_Task to complete_
Please update the Tryton search text between "Full text search" and "if the Tryton.", inclusive, by changing "Sphinx Search" to "Sphinx", and write out that stretch again.

_Article_
__________

Full text search on Tryton ERP

Draft Version of Tryton_Sphinx integration

2011-07-12T20:28:00.000-04:00

I have made a draft version of the module to connect Tryton to Sphinx Search server.

This module currently gets all the objects from the Tryton.pool.Pool and make any field that was originally selected by the author to be indexed (an searchable) on the database also searchable on Sphinx Search, with the benefit of full-text indexing on char and text fields, while making other fields available as attributes.

I choose to implement this way in order to maintain compatibility with the current modules developed for Tryton 1.8, 2.0 and the future Tryton 2.2, in a manner that no module developer should make any additional effort in order to make their module compatible with the new search methodology if the Tryton.

I have pushed my code to a github repository, along with the basic instruction on how to download, install, create the sphinx configuration, index the Tryton Pool ojects and run a searchd daemon in order to listen to incoming search queries.

https://github.com/dfamorato/tryton_sphinx

Setting up sphinx.conf file for indexing tryton product data

2011-06-20T12:23:00.001-04:00

I've successfully configured sphinx to index Tryton data from a postgres database using inheritance for different languages support

Here is how I achieved this:

** Again, I am assuming that you are using ubuntu 10.04 and you followed the instructions for compiling sphinx from source as my previous blog post indicated

here is the sample file which should be on:



/etc/sphinx/etc/sphinx.conf

I will update later on how to start the indexer and the changes we need to do on the postgres side in order to enable the translated product indexing to work

I've been very very busy this couple weeks with my finals and problems sets of my college.

How to install Sphinx Search with libstemmer support on Unbuntu 10.04

2011-06-07T15:58:00.001-04:00

I have made a little recipe to install Sphinx Search with libstemmer (for added number of languages) on Ubuntu 10.04 Lucid with postgres support and no MySQL support.

Here is what needs to be done as the root user on your Ubuntu linux terminal:

0-) Before we start, we need to make sure all Sphinx dependecies are met:


aptitude install -y python-software-properties
apt-add-repository ppa:pitti/postgresql
aptitude update
aptitude install -y postgresql-server-dev-9.0 build-essential

1-) Get the current version of sphinx and uncompress it.

__________

_Excerpted data_
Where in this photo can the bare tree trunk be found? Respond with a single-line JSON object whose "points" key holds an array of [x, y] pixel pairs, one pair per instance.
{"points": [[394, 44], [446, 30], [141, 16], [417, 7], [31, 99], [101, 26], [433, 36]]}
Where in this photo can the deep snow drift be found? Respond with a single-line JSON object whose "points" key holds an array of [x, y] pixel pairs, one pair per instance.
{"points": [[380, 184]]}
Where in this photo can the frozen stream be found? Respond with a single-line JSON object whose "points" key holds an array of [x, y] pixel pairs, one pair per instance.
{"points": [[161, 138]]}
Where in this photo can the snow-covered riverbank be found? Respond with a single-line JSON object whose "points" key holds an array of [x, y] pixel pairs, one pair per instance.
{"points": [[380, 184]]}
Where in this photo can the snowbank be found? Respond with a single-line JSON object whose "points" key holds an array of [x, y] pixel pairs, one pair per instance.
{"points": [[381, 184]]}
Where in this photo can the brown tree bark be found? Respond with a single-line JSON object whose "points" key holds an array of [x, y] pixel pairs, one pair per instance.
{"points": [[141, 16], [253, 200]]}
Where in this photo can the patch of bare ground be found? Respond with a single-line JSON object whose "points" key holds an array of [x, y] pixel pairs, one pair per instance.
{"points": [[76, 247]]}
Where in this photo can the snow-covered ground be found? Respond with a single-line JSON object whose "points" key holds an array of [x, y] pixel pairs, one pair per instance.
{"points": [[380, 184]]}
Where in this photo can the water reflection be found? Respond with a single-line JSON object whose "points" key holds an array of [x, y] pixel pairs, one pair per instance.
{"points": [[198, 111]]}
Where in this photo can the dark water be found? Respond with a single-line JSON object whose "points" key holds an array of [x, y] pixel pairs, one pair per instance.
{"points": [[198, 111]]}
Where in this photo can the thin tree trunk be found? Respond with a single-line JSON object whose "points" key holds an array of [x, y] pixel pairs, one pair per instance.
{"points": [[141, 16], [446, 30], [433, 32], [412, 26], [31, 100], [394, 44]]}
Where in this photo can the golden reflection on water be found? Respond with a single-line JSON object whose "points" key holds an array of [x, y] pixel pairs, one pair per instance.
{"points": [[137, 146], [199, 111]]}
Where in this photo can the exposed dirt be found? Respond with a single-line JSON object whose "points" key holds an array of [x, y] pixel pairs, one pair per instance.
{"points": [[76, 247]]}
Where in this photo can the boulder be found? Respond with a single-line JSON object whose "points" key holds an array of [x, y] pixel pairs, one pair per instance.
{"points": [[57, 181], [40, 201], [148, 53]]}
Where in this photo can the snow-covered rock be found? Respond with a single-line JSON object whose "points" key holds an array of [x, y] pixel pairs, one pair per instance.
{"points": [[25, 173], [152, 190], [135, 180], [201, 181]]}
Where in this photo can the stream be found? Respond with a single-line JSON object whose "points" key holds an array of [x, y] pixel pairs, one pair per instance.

__________

_Task solution_
Full text search on Tryton ERP

Draft Version of Tryton_Sphinx integration

2011-07-12T20:28:00.000-04:00

I have made a draft version of the module to connect Tryton to Sphinx server.

This module currently gets all the objects from the Tryton.pool.Pool and make any field that was originally selected by the author to be indexed (an searchable) on the database also searchable on Sphinx, with the benefit of full-text indexing on char and text fields, while making other fields available as attributes.

I choose to implement this way in order to maintain compatibility with the current modules developed for Tryton 1.8, 2.0 and the future Tryton 2.2, in a manner that no module developer should make any additional effort in order to make their module compatible with the new search methodology if the Tryton.